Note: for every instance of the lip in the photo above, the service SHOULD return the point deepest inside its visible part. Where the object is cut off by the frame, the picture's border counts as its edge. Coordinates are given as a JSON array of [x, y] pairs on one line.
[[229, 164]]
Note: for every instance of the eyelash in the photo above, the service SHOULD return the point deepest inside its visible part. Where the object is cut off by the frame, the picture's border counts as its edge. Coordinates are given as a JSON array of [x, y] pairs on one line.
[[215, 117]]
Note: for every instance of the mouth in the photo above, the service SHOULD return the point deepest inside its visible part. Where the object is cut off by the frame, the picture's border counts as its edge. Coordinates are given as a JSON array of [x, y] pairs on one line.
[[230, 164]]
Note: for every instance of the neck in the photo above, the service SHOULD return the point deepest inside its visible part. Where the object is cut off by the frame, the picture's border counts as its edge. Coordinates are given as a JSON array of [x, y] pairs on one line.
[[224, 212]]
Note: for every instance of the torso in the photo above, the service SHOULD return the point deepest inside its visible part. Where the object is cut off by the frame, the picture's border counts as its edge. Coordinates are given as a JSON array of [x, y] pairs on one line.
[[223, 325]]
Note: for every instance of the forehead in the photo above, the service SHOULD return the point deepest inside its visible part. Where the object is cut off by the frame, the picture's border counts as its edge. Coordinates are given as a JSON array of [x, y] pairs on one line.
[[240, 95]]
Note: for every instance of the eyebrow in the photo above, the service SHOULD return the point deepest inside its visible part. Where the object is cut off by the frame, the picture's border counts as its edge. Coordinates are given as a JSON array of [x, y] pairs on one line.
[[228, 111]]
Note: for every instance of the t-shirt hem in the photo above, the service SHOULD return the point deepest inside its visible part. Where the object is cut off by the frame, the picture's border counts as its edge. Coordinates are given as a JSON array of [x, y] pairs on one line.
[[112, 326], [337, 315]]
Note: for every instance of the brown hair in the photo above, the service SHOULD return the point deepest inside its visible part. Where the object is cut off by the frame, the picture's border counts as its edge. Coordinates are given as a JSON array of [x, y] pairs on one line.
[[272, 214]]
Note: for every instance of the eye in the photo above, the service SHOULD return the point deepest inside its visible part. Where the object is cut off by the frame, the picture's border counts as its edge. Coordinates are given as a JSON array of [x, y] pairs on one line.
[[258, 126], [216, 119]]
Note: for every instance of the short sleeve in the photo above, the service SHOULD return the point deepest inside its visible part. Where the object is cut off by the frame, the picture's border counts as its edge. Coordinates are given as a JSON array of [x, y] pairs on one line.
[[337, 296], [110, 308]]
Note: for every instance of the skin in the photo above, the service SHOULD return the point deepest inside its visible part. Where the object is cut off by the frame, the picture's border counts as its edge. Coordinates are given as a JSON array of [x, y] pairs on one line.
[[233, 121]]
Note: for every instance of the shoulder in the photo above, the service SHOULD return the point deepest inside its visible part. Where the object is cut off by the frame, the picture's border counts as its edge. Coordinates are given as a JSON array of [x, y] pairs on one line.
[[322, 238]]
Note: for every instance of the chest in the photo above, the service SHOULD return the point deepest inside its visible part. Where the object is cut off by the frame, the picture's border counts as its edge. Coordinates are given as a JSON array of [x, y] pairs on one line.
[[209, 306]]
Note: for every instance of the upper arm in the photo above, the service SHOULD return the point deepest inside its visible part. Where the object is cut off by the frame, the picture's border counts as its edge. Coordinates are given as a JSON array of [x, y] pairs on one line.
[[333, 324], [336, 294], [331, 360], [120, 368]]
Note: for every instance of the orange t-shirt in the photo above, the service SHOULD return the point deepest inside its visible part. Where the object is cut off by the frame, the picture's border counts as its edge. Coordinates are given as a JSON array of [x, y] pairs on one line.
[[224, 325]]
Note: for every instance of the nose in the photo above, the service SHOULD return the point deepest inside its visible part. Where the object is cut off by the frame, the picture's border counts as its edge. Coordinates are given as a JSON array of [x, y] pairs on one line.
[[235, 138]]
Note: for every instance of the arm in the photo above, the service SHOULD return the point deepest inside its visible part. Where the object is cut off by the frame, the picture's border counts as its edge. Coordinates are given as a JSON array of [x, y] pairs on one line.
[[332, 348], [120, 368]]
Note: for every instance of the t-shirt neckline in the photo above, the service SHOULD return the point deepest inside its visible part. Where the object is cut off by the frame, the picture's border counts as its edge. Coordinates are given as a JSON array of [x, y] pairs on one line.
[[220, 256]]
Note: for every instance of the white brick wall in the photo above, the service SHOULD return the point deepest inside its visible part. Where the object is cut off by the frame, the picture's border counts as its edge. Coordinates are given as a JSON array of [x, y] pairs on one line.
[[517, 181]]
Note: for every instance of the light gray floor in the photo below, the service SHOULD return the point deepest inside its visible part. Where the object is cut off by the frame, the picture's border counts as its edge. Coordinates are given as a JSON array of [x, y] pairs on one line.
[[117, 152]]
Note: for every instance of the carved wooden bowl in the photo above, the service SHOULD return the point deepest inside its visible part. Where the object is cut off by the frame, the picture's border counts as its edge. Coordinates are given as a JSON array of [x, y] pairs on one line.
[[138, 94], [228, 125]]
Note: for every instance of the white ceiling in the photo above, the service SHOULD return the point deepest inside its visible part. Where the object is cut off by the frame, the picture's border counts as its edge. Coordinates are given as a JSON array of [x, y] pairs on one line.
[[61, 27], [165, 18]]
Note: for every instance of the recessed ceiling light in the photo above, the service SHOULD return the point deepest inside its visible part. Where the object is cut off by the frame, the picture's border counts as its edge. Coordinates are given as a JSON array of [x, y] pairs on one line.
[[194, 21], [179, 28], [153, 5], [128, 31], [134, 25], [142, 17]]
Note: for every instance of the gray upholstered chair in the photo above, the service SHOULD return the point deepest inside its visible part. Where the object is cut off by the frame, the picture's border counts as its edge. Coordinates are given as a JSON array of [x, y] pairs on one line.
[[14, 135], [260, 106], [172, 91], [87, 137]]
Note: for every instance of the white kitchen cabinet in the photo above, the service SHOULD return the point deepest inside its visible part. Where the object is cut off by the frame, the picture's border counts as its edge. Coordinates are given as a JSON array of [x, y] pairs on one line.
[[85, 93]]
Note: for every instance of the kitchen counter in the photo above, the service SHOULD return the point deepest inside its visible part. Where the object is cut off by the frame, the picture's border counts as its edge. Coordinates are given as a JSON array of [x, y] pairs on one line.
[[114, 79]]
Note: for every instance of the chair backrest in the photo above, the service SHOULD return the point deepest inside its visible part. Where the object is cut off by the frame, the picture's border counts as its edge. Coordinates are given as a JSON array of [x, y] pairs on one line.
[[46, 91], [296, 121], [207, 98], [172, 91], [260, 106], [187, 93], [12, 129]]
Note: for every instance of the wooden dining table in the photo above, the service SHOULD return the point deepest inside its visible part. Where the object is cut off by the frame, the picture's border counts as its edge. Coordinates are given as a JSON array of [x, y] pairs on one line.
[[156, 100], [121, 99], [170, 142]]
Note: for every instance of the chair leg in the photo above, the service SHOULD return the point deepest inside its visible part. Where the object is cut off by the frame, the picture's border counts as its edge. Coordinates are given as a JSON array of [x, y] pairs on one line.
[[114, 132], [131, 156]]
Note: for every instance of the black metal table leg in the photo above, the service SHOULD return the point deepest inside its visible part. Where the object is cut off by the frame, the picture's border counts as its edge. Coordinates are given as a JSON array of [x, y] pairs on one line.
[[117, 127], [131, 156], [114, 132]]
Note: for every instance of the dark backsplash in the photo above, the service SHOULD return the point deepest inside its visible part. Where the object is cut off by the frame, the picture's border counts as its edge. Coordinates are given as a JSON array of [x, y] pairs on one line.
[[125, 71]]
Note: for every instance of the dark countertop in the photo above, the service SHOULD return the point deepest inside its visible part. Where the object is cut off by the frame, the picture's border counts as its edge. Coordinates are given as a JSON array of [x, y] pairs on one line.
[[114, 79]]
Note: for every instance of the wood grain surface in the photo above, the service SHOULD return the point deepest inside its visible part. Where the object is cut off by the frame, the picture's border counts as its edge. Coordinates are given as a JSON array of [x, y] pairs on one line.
* * *
§ **Aim of the task**
Everything from the line with "Note: for every instance of the dark backsplash" through the last line of the material above should be echoed exactly, and nothing else.

§ **Task solution**
Note: for every instance of the dark backsplash in the photo above, the service SHOULD return the point deepest inside its visible part. Where the object is cut off by the frame, the picture's border counts as its edge. Coordinates are given as a JSON array of [x, y] pairs on one line.
[[125, 71]]
Note: for every instance of the dark countertop in the photo above, the service SHOULD return the point deepest inside its visible part. Where the object is cut off by the frame, the picture's border counts as its edge. Coordinates are given as a JSON array of [x, y] pairs on one line.
[[114, 79]]
Note: for every instance of the wood grain surface in the photo above, the service SHOULD return the point deepest inside its visible part. Where the object is cut off by the frame, the picture's border counts as its edge. Coordinates are given as a JSON array of [x, y] pairs on one line.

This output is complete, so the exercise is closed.